### Exercise data ###
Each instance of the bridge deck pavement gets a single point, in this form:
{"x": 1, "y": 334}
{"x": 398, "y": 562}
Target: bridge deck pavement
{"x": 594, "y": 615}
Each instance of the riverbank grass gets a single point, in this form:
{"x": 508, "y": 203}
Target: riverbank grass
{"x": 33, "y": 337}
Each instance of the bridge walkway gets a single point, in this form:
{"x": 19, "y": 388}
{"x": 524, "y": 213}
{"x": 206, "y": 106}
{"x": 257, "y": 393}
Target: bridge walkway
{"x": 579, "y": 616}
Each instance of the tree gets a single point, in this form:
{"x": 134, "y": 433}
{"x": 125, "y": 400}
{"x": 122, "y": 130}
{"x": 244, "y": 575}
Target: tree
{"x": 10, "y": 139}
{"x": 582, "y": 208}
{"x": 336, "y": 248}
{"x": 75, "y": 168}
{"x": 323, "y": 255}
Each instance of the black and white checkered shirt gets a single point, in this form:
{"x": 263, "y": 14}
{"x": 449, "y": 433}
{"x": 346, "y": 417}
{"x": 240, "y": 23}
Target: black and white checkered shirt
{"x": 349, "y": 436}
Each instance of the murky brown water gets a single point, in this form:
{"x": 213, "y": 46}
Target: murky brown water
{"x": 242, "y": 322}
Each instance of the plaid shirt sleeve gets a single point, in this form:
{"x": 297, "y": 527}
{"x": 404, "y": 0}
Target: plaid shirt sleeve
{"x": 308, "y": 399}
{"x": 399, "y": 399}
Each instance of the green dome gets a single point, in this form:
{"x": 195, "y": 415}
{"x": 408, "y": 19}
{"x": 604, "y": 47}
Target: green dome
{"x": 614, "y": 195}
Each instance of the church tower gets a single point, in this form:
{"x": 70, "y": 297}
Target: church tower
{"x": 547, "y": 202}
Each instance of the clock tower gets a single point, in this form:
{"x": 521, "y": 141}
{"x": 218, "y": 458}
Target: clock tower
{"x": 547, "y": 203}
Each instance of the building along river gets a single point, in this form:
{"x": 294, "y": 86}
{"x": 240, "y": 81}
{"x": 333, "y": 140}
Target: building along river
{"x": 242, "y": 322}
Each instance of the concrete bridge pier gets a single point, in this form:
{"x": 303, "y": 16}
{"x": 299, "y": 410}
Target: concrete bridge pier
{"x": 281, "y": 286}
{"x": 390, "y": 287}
###
* Exercise details: Your reply should contain each entry, copied without alteration.

* Task solution:
Each instance of the bridge deck pavement gets a single point, in this form:
{"x": 1, "y": 334}
{"x": 398, "y": 562}
Target: bridge deck pavement
{"x": 594, "y": 615}
Each instance of the riverbank grass gets a single point, in this form:
{"x": 508, "y": 203}
Target: riverbank grass
{"x": 33, "y": 337}
Each instance of the bridge walkway gets a single point, in this form:
{"x": 19, "y": 388}
{"x": 524, "y": 213}
{"x": 206, "y": 106}
{"x": 257, "y": 393}
Target: bridge walkway
{"x": 579, "y": 616}
Each instance of the tree gets a single point, in this form:
{"x": 134, "y": 433}
{"x": 125, "y": 400}
{"x": 122, "y": 130}
{"x": 244, "y": 575}
Target: tree
{"x": 10, "y": 139}
{"x": 582, "y": 208}
{"x": 336, "y": 248}
{"x": 75, "y": 168}
{"x": 323, "y": 255}
Each instance of the black and white checkered shirt gets a single point, in this form:
{"x": 263, "y": 14}
{"x": 449, "y": 433}
{"x": 346, "y": 417}
{"x": 240, "y": 23}
Target: black and white checkered shirt
{"x": 349, "y": 436}
Each instance of the murky brown water gets a single point, in this form:
{"x": 213, "y": 46}
Target: murky brown water
{"x": 242, "y": 322}
Each instance of the plaid shirt sleeve gets a single point, in this form:
{"x": 297, "y": 527}
{"x": 404, "y": 0}
Target: plaid shirt sleeve
{"x": 308, "y": 399}
{"x": 399, "y": 399}
Each instance of the green dome gets a single point, in this form:
{"x": 195, "y": 415}
{"x": 408, "y": 19}
{"x": 604, "y": 47}
Target: green dome
{"x": 614, "y": 195}
Each instance of the church tower gets a single point, in this form:
{"x": 70, "y": 297}
Target: church tower
{"x": 547, "y": 202}
Each instance of the clock tower gets a single point, in this form:
{"x": 521, "y": 141}
{"x": 218, "y": 458}
Target: clock tower
{"x": 547, "y": 203}
Each instance of the building along river gets a single point, in this form:
{"x": 294, "y": 86}
{"x": 240, "y": 81}
{"x": 333, "y": 140}
Target: building along river
{"x": 242, "y": 322}
Each instance of the concrete bridge pier gets a single point, in this form:
{"x": 303, "y": 16}
{"x": 299, "y": 410}
Target: concrete bridge pier
{"x": 281, "y": 286}
{"x": 390, "y": 287}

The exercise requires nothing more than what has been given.